[Records excerpted from a collection]
+---+

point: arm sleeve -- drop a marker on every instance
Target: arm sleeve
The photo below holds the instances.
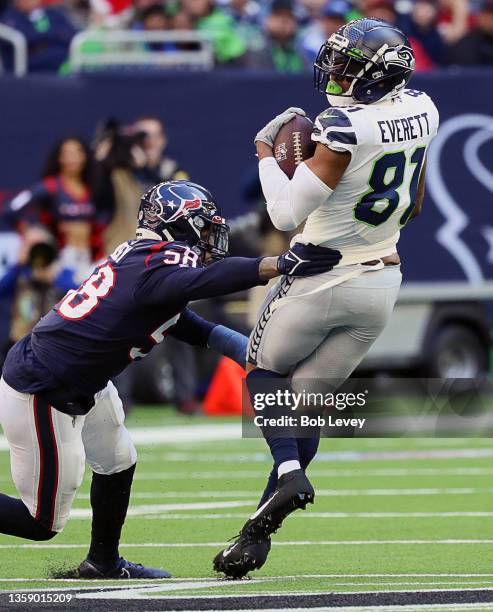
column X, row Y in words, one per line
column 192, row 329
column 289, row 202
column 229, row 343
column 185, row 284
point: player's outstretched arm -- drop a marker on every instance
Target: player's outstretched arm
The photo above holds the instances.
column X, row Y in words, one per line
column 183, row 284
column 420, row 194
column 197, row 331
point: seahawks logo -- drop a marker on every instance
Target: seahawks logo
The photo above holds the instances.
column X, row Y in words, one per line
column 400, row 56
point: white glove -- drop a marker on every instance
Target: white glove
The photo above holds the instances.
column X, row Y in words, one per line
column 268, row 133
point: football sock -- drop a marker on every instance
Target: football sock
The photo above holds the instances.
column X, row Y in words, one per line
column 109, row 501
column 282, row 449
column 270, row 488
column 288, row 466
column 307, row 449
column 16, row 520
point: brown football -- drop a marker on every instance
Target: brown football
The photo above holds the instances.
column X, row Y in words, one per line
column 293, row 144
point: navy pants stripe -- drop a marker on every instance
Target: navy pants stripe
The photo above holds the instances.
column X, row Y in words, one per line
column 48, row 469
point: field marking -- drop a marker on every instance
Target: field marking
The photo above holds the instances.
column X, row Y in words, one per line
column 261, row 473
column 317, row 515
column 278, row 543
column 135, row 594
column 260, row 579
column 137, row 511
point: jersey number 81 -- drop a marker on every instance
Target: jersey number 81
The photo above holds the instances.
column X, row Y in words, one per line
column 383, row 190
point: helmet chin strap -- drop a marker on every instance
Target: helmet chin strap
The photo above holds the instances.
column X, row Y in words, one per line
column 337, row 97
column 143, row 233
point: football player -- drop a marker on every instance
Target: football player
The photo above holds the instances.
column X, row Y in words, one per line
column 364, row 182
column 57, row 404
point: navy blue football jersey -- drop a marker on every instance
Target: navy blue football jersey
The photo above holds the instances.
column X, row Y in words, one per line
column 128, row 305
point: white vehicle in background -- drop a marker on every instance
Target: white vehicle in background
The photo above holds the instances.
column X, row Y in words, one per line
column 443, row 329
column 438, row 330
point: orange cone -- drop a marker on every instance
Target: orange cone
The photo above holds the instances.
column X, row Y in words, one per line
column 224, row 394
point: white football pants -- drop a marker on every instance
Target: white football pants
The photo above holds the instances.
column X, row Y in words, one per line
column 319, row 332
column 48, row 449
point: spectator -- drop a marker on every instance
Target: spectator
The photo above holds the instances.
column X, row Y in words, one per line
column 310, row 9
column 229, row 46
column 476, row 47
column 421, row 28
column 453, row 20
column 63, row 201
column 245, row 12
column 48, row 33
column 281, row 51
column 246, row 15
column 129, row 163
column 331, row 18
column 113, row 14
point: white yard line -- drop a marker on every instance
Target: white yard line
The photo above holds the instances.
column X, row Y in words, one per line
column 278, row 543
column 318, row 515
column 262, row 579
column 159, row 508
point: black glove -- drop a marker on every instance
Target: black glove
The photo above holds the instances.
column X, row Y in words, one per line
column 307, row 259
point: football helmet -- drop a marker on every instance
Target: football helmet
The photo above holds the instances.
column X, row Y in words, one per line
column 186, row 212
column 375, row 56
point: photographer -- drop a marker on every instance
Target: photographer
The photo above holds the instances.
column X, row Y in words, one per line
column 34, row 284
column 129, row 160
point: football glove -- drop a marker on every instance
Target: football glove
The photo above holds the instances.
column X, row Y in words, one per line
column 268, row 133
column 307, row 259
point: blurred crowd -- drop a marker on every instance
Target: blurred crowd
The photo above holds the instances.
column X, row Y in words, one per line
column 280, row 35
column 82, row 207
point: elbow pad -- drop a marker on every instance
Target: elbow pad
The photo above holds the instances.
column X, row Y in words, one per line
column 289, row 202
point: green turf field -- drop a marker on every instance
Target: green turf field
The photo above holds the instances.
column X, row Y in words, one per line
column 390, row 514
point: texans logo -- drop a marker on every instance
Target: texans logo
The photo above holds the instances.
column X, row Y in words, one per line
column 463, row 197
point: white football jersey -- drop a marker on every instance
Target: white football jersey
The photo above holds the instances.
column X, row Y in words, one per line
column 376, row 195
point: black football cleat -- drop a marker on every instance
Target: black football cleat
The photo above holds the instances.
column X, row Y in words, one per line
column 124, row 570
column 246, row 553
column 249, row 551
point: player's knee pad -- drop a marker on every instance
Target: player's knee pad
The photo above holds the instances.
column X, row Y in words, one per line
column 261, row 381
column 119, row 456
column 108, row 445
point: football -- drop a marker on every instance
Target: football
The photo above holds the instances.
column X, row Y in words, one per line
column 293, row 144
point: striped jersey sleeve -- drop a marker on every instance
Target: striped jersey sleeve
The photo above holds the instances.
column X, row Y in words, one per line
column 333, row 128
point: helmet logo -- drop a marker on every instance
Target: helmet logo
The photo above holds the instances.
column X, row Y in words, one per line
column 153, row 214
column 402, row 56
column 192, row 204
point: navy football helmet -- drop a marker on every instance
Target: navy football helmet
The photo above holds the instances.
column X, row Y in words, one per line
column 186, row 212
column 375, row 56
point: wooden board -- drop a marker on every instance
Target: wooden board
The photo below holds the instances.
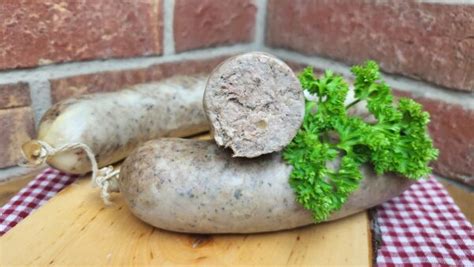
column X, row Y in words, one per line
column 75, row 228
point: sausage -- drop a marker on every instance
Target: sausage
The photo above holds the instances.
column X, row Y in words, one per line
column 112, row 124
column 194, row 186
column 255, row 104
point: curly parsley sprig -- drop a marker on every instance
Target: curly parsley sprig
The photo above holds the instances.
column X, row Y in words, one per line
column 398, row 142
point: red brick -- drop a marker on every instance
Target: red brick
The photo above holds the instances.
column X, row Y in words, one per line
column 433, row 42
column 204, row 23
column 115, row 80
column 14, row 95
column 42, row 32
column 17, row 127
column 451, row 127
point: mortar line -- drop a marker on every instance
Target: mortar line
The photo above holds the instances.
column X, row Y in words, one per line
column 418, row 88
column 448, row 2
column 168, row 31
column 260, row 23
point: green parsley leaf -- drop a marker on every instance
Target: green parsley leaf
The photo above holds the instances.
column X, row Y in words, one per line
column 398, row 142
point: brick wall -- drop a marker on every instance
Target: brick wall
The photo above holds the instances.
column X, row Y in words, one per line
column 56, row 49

+---+

● Problem to solve: Update all of the material above by changing "drop a marker" to "place a pin" wherever it appears, keeping everything else the same. Omit the pictures from your answer.

● Written solution:
point: arm sleeve -- place a pin on every instance
Target: arm sleeve
The photo below holds the instances.
column X, row Y in words, one per line
column 192, row 329
column 289, row 202
column 229, row 343
column 185, row 284
point: player's outstretched arm -- place a pin on every instance
Target: player's outstretched arm
The photo above holds the instances.
column X, row Y in words, one per line
column 183, row 284
column 420, row 194
column 197, row 331
point: seahawks logo -- place a pin on every instance
Target: seahawks logo
The photo above holds the instances.
column X, row Y in words, one per line
column 400, row 56
point: white glove -- place a pin on every instance
Target: white glove
The photo above holds the instances.
column X, row Y in words, one per line
column 268, row 133
point: football sock -- place a pin on every instance
Target: football sock
The photo above holds the instances.
column X, row Y in words, one per line
column 109, row 501
column 282, row 449
column 270, row 488
column 288, row 466
column 307, row 449
column 16, row 520
point: brown football -- place a pin on every instance
Target: brown football
The photo above holds the instances.
column X, row Y in words, one per line
column 293, row 144
point: navy pants stripe -- place a pin on every instance
Target: navy pants stripe
The photo above holds the instances.
column X, row Y in words, one per line
column 48, row 469
point: field marking -- place a pin on every instance
Target: field marking
The photo above holds the instances.
column X, row Y in words, one per line
column 261, row 473
column 317, row 515
column 278, row 543
column 135, row 594
column 260, row 579
column 137, row 511
point: jersey number 81 -- place a pin on every instance
Target: jersey number 81
The photo above holds the instances.
column X, row Y in words, one per line
column 383, row 190
point: helmet chin strap -- place a pin on every instance
Target: helmet chin strap
The photo above holds the instances.
column X, row Y in words, one per line
column 337, row 97
column 143, row 233
point: football player -- place a pin on every instance
Target: football player
The photo above holds the instances.
column X, row Y in words, one per line
column 364, row 182
column 57, row 404
point: navy blue football jersey -- place a pin on every instance
Target: navy blue football jersey
The photo above holds the instances.
column X, row Y in words, one per line
column 128, row 305
point: white vehicle in background -- place a pin on every instance
Target: white vehicle in background
The photo above holds the instances.
column X, row Y in words, one per line
column 443, row 329
column 438, row 330
point: orange cone -- place a pin on every instance
Target: orange cone
The photo above holds the instances.
column X, row Y in words, one per line
column 224, row 394
point: white football pants -- place a pin on every instance
Target: white football pants
The photo above holds the instances.
column X, row Y in words, one per line
column 319, row 332
column 48, row 449
point: spectator -- place a pin on every instance
Target: spectator
The photo above holds the instances.
column X, row Y in words, one per line
column 310, row 9
column 229, row 46
column 476, row 47
column 421, row 28
column 453, row 20
column 63, row 201
column 245, row 12
column 48, row 33
column 281, row 51
column 246, row 15
column 129, row 163
column 331, row 18
column 113, row 14
point: white yard line -- place a pin on every instance
Target: white yard line
The photo above holds the instances.
column X, row Y in words, one per line
column 278, row 543
column 318, row 515
column 262, row 579
column 159, row 508
point: black glove -- place a pin on every instance
Target: black glove
The photo above holds the instances.
column X, row Y in words, one per line
column 307, row 259
point: football helmet -- place a pin on every instance
Target: football helmet
The photo above holds the instances.
column X, row Y in words, one per line
column 186, row 212
column 375, row 56
point: photographer -- place a pin on every instance
Target: photographer
The photo above holds the instances.
column X, row Y in words, one per line
column 34, row 284
column 129, row 160
point: football glove -- place a pin on every instance
Target: football glove
The photo above holds the instances.
column X, row Y in words, one per line
column 268, row 133
column 307, row 259
point: blurred crowd -- place a pin on every instance
Target: blurred crowd
The photo above holds the instances.
column X, row Y in words, one per line
column 280, row 35
column 82, row 207
point: elbow pad -- place a pin on every instance
Target: elbow pad
The photo above holds the instances.
column X, row Y in words, one per line
column 289, row 202
point: green turf field -- place a pin on every instance
Target: green turf field
The photo above holds the instances.
column X, row Y in words, one per line
column 390, row 514
point: texans logo -- place a pin on every instance
Target: texans logo
The photo above holds the instances.
column X, row Y in words, one per line
column 463, row 197
point: white football jersey -- place a pin on every instance
Target: white football jersey
The photo above holds the instances.
column X, row Y in words, one per line
column 376, row 195
point: black football cleat -- place a pin on every instance
Target: black football cleat
The photo above holds the instances.
column X, row Y in words, one per line
column 124, row 570
column 246, row 553
column 249, row 551
point: player's knee pad -- place a pin on every instance
Target: player's knee pad
The photo above holds the instances.
column X, row Y in words, one per line
column 261, row 381
column 119, row 456
column 108, row 445
point: football -- place a pin on every instance
Target: football
The photo above holds the instances.
column X, row Y in words, one per line
column 293, row 144
point: striped jersey sleeve -- place a pin on every instance
Target: striped jersey sleeve
The photo above holds the instances.
column X, row Y in words, one per line
column 333, row 128
point: helmet logo -- place a pin on every instance
Target: helmet logo
The photo above holds the instances.
column X, row Y in words, one per line
column 153, row 214
column 402, row 56
column 192, row 204
point: navy football helmet -- place a pin on every instance
Target: navy football helmet
The photo above holds the instances.
column X, row Y in words, one per line
column 186, row 212
column 375, row 56
point: wooden board -- place a pin on every instance
Target: wooden board
The photo below holds the instances.
column X, row Y in words, one per line
column 75, row 228
point: sausage -- place a pin on every instance
Target: sausage
The photo above holds the instances.
column X, row Y in words, one per line
column 112, row 124
column 194, row 186
column 255, row 104
point: curly parsley sprig -- place a pin on every instance
Target: curly parsley sprig
The photo above holds the instances.
column X, row Y in words, one per line
column 398, row 142
point: red brick -- place a pin on every instance
Target: red brick
The photo above holds the instances.
column X, row Y in words, one per line
column 433, row 42
column 204, row 23
column 115, row 80
column 14, row 95
column 42, row 32
column 17, row 127
column 451, row 127
point: mortar line -- place a pin on every instance
Target: mortar line
The photo above holds the instances.
column X, row Y in words, one per line
column 418, row 88
column 448, row 2
column 168, row 31
column 260, row 23
point: green parsley leaf -- place a pin on every instance
Target: green parsley leaf
The photo above holds the instances.
column X, row Y in words, one per line
column 398, row 142
point: brick wall -- place a pin on every instance
Target: brick wall
The photo above holds the instances.
column X, row Y in words, one per line
column 56, row 49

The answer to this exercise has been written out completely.